═══ Dataset

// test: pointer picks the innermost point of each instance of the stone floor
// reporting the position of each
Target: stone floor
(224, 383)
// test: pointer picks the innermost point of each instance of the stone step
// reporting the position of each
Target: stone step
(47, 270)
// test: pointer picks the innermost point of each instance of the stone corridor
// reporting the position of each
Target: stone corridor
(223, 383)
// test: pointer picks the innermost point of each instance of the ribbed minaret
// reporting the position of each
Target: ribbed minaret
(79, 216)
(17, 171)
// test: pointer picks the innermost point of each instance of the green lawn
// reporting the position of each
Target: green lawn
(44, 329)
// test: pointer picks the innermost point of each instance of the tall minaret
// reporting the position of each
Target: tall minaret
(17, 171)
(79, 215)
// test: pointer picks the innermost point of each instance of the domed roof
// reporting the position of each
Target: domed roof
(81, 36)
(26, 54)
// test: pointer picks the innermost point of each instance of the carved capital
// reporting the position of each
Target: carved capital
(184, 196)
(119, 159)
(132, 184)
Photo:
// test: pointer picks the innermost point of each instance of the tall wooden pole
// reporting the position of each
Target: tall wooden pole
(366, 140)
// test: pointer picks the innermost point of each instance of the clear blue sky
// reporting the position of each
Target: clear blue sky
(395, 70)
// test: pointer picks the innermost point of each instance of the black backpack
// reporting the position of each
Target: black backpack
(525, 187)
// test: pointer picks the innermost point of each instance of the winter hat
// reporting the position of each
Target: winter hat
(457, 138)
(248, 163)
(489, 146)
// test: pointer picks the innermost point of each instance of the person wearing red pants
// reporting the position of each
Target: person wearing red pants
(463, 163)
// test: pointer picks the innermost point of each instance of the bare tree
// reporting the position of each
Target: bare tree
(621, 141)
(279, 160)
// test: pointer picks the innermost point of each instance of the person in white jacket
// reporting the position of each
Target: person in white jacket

══════

** Your instructions **
From the first line to the last, please quote the material above exactly.

** Response to this exercise **
// test: pointer picks the innermost point of each instance of the stone floor
// reporting the position of each
Target: stone floor
(224, 383)
// test: pointer picks the innermost point of each instance of the stone step
// reporting the position of each
Target: stone step
(47, 270)
// test: pointer picks the innermost point of each instance of the stone corridor
// reporting the position of each
Target: stone corridor
(223, 383)
// test: pointer picks the innermost point of each instance of the ribbed minaret
// reporting the position of each
Target: ribbed minaret
(79, 216)
(17, 171)
// test: pointer picks the innermost point of each instance of the green lawn
// reporting the position of each
Target: green lawn
(44, 329)
// test: pointer picks the innermost point of each instance of the tall minaret
// reporting the position of each
Target: tall minaret
(17, 171)
(79, 215)
// test: pointer picks the innermost point of each instance of the domed roof
// reporting the position of each
Target: domed roof
(81, 36)
(26, 54)
// test: pointer picks the innermost point of each instance of the carved capital
// reporting the position of each
Target: carved capital
(184, 196)
(119, 159)
(132, 184)
Photo:
// test: pointer picks the innermost point of each instance of the tall wooden pole
// reporting the position of each
Target: tall wooden pole
(366, 140)
// test: pointer picks the innermost point of each instance of the clear blue sky
// reporting the position of each
Target: clear blue sky
(395, 70)
// test: pointer picks the innermost point of each instance of the black backpack
// reporting the position of each
Target: black backpack
(525, 187)
// test: pointer picks the innermost point of each instance of the winter hat
// reporting the position of each
Target: winter hat
(457, 138)
(248, 163)
(489, 146)
// test: pointer picks the innermost point of each instance of the person wearing red pants
// reporting the position of each
Target: person wearing red pants
(463, 163)
// test: pointer picks the innermost point of each instance of the bare tree
// reporting the position of each
Target: bare tree
(621, 141)
(279, 160)
// test: pointer picks the innermost point of each instance of the person in white jacket
// reporting the position of each
Target: person in white jacket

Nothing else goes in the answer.